Problem details> Turn each line of the material below into a JSON list of strings, one string per line, leaving out blank lines.

Labeled region records>
+++++

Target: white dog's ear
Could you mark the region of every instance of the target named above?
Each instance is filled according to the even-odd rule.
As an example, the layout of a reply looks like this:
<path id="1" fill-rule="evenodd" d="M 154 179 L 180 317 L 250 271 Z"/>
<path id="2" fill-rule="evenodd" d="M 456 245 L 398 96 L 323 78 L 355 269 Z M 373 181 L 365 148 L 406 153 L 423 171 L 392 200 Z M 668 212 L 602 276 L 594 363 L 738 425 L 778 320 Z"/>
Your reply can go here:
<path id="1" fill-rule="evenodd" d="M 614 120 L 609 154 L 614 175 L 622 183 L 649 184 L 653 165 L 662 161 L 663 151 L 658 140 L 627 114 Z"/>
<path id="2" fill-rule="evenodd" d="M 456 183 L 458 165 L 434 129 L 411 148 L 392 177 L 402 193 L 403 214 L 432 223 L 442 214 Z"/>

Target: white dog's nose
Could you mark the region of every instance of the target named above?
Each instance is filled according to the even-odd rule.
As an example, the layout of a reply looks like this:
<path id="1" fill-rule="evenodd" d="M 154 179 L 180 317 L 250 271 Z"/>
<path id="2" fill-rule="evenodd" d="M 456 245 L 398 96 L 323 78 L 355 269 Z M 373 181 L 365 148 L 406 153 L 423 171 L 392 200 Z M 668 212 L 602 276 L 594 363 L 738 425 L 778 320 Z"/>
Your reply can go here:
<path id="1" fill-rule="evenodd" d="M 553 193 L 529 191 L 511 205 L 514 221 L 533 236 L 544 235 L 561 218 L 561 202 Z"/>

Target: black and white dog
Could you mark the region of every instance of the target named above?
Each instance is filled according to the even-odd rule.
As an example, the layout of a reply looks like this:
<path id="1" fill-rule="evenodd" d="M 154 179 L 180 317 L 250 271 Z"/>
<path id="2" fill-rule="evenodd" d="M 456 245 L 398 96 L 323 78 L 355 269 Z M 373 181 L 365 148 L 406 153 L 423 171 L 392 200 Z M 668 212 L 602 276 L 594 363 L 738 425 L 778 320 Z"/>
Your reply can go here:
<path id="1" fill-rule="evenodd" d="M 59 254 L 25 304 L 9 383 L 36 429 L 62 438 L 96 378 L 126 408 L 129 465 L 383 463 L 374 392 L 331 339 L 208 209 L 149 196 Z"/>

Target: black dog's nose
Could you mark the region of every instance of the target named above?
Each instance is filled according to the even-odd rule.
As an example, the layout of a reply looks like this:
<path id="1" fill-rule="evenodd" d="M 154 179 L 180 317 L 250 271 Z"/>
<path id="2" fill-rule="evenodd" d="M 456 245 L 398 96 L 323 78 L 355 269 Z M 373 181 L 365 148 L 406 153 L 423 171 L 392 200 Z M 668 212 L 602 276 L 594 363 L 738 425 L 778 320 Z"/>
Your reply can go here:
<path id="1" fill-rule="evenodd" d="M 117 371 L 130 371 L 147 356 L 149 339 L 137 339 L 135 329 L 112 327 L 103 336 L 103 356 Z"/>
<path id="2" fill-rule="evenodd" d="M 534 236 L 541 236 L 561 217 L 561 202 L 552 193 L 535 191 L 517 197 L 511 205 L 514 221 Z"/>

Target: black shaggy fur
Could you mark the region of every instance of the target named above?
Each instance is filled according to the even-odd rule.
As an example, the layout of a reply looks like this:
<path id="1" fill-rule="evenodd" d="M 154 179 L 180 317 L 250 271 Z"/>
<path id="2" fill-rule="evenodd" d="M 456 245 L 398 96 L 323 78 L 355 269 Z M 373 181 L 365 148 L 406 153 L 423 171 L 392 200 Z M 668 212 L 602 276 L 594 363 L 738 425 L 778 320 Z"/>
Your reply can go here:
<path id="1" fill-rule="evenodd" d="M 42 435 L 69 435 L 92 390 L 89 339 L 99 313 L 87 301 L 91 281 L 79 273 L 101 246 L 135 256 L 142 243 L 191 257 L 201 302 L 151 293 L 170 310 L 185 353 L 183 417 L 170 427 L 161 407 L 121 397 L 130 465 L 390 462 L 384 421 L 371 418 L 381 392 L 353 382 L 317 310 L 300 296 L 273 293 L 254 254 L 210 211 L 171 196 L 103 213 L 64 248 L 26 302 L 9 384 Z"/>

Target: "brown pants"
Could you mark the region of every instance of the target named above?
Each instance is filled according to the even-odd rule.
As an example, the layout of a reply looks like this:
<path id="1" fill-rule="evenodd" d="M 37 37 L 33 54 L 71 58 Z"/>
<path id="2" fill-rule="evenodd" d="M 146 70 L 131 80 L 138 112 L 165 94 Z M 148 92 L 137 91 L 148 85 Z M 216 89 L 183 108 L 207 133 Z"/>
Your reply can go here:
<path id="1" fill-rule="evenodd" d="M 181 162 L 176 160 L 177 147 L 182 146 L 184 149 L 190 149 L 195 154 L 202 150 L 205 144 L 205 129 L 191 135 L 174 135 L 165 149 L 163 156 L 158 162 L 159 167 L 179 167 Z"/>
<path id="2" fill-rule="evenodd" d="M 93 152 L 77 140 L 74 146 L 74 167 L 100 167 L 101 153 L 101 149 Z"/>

+++++

Right answer>
[
  "Target: white dog's ear",
  "Could you mark the region of every instance of the target named above?",
  "Each instance is filled according to the even-odd rule.",
  "As an example, the layout of a reply looks like this:",
  "<path id=\"1\" fill-rule=\"evenodd\" d=\"M 154 179 L 180 317 L 250 271 Z\"/>",
  "<path id=\"2\" fill-rule=\"evenodd\" d=\"M 456 245 L 398 96 L 323 78 L 355 269 Z M 373 181 L 365 148 L 406 153 L 423 171 L 392 200 Z M 668 212 L 602 276 L 594 363 L 738 425 L 778 320 Z\"/>",
  "Your reply can go here:",
  "<path id=\"1\" fill-rule=\"evenodd\" d=\"M 614 120 L 609 154 L 614 175 L 622 183 L 649 184 L 653 165 L 662 161 L 663 151 L 658 140 L 627 114 Z\"/>",
  "<path id=\"2\" fill-rule=\"evenodd\" d=\"M 456 183 L 458 165 L 434 129 L 411 148 L 392 177 L 402 193 L 403 214 L 432 223 L 442 214 Z\"/>",
  "Target: white dog's nose",
  "Could you mark the region of every instance of the target named above?",
  "Each instance is filled according to the even-odd rule.",
  "As an example, the layout of a reply looks like this:",
  "<path id=\"1\" fill-rule=\"evenodd\" d=\"M 154 179 L 180 317 L 250 271 Z\"/>",
  "<path id=\"2\" fill-rule=\"evenodd\" d=\"M 456 245 L 398 96 L 323 78 L 355 269 Z M 373 181 L 365 148 L 406 153 L 423 171 L 392 200 Z M 668 212 L 602 276 L 594 363 L 738 425 L 778 320 Z\"/>",
  "Your reply can go here:",
  "<path id=\"1\" fill-rule=\"evenodd\" d=\"M 553 193 L 529 191 L 511 205 L 514 221 L 533 236 L 544 235 L 561 218 L 561 202 Z\"/>",
  "Target: black and white dog",
  "Could you mark the region of every instance of the target named above?",
  "Each instance is filled according to the even-odd rule.",
  "As an example, the layout of a reply looks like this:",
  "<path id=\"1\" fill-rule=\"evenodd\" d=\"M 154 179 L 180 317 L 250 271 Z\"/>",
  "<path id=\"2\" fill-rule=\"evenodd\" d=\"M 456 245 L 398 96 L 323 78 L 355 269 Z M 373 181 L 365 148 L 406 153 L 423 171 L 392 200 Z M 668 212 L 602 276 L 594 363 L 738 425 L 778 320 Z\"/>",
  "Your reply can go here:",
  "<path id=\"1\" fill-rule=\"evenodd\" d=\"M 59 254 L 25 304 L 9 383 L 36 429 L 62 438 L 96 378 L 126 408 L 129 465 L 383 463 L 374 392 L 331 339 L 208 209 L 149 196 Z\"/>",
  "Target: black dog's nose",
  "Could you mark the region of every instance of the target named above?",
  "Each instance is filled according to the even-odd rule.",
  "As an example, the layout of a reply looks like this:",
  "<path id=\"1\" fill-rule=\"evenodd\" d=\"M 154 179 L 180 317 L 250 271 Z\"/>",
  "<path id=\"2\" fill-rule=\"evenodd\" d=\"M 456 245 L 398 96 L 323 78 L 355 269 Z M 373 181 L 365 148 L 406 153 L 423 171 L 392 200 Z M 668 212 L 602 276 L 594 363 L 738 425 L 778 320 Z\"/>",
  "Your reply can go here:",
  "<path id=\"1\" fill-rule=\"evenodd\" d=\"M 117 371 L 130 371 L 147 356 L 149 339 L 137 339 L 135 329 L 112 327 L 103 336 L 103 356 Z\"/>",
  "<path id=\"2\" fill-rule=\"evenodd\" d=\"M 534 236 L 541 236 L 561 217 L 561 202 L 552 193 L 535 191 L 517 197 L 511 205 L 514 221 Z\"/>",
  "Target: black shaggy fur",
  "Could you mark the region of every instance of the target named above?",
  "Each instance is filled according to the even-odd rule.",
  "As an example, the layout of a reply looks like this:",
  "<path id=\"1\" fill-rule=\"evenodd\" d=\"M 154 179 L 180 317 L 250 271 Z\"/>",
  "<path id=\"2\" fill-rule=\"evenodd\" d=\"M 456 245 L 398 96 L 323 78 L 355 269 Z M 373 181 L 365 148 L 406 153 L 423 171 L 392 200 Z M 668 212 L 602 276 L 594 363 L 738 425 L 778 320 Z\"/>",
  "Your reply can go here:",
  "<path id=\"1\" fill-rule=\"evenodd\" d=\"M 42 435 L 69 435 L 92 390 L 89 339 L 99 313 L 87 301 L 91 281 L 79 273 L 101 246 L 135 256 L 142 243 L 191 257 L 201 302 L 151 293 L 170 310 L 185 353 L 183 417 L 170 427 L 161 407 L 121 397 L 130 465 L 390 462 L 384 421 L 371 418 L 381 392 L 353 382 L 317 310 L 300 296 L 273 293 L 254 254 L 210 211 L 171 196 L 103 213 L 64 248 L 26 302 L 9 384 Z\"/>",
  "Target: \"brown pants\"",
  "Could you mark the region of every instance of the target named above?",
  "Each instance is filled according to the even-odd rule.",
  "As an example, the layout of a reply looks like this:",
  "<path id=\"1\" fill-rule=\"evenodd\" d=\"M 37 37 L 33 54 L 71 58 Z\"/>",
  "<path id=\"2\" fill-rule=\"evenodd\" d=\"M 146 70 L 131 80 L 138 112 L 165 94 Z M 148 92 L 137 91 L 148 85 Z M 216 89 L 183 108 L 207 133 Z\"/>",
  "Your reply can go here:",
  "<path id=\"1\" fill-rule=\"evenodd\" d=\"M 181 162 L 176 160 L 177 147 L 182 146 L 184 149 L 190 149 L 195 154 L 202 150 L 205 144 L 205 129 L 191 135 L 174 135 L 165 149 L 163 156 L 158 162 L 159 167 L 179 167 Z\"/>",
  "<path id=\"2\" fill-rule=\"evenodd\" d=\"M 93 152 L 77 140 L 74 146 L 74 167 L 100 167 L 101 153 L 101 149 Z\"/>"
]